:: What this exercise asks ::
- 1) List the three things participants will learn, as stated in the first paragraph of the decoding workshop announcement.
- 2) Please continue the decoding workshop announcement, starting right after its last sentence.

:: Text section ::
·····

Do your adult students struggle to decode unfamiliar words? Join the LINCS Reading and Writing and English Language Acquisition Communities for two live sessions on May 13 and 18 from 2 to 4 PM ET as Dr. Daphne Greenberg and her colleagues demonstrate a number of decoding and spelling instructional strategies. You will learn different tools for teaching letter-sound relationships, including tricky sounds and vowel combinations, two different approaches to decomposing multisyllabic words, and an organizational framework that can help our adult learners read unfamiliar words in an independent, flexible, and efficient manner.

Please register here for Session 1 on May 13 from 2 to 4 PM EDT.

Please register here for Session 2 on May 18 from 2 to 4 PM EDT. 

Comments

Steve- Thanks for posting the announcements about the two decoding instructional zoom sessions (Part 1 on May 13 from 2 to 4 PM EDT and Part 2 on May 18 from 2 to 4 PM EDT).

·····

:: Recorded information ::
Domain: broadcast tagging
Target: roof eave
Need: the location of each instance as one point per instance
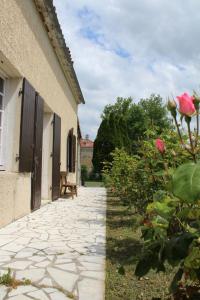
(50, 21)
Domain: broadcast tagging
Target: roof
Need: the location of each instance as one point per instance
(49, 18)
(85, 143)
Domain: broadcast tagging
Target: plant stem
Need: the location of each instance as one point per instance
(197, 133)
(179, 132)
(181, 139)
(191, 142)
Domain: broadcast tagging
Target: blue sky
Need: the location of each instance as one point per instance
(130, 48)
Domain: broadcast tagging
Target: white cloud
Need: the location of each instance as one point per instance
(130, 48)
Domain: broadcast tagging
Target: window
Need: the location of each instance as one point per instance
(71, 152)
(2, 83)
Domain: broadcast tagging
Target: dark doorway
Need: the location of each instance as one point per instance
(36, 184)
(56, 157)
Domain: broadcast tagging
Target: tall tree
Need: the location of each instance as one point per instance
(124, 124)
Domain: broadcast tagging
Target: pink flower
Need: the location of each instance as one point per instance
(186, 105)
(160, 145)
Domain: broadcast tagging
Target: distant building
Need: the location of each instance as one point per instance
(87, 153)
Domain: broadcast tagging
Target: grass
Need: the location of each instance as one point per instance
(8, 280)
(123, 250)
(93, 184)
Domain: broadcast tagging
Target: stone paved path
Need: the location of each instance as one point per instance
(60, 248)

·····

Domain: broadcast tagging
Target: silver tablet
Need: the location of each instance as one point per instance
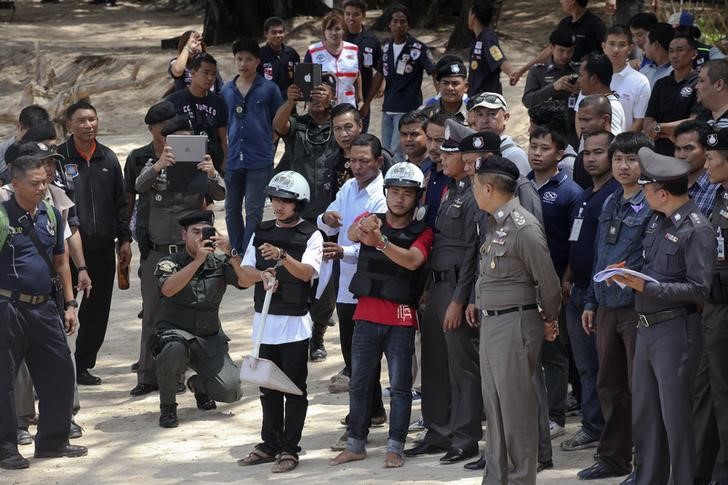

·····

:: The answers ::
- 1)
- Tools for teaching letter-sound relationships, including tricky sounds and vowel combinations
- Two approaches to decomposing multisyllabic words
- An organizational framework that helps adult learners read unfamiliar words independently, flexibly, and efficiently

- 2)
I am excited that we will have an opportunity to share the decoding instructional strategies that we taught in our research study that was funded by the federal government as part of our larger Center grant activities (see csal.gsu.edu). We have shared these strategies at COABE and ProLiteracy conferences, and I encourage all of you who did not have a chance to attend our sessions, or would like a refresher, to join us. Many of our adult learners have gaps in their decoding knowledge, preventing them from becoming true independent readers (even those at higher levels of reading). Teaching them a few key strategies can help facilitate their goal of becoming more efficient, accurate, and fluent readers.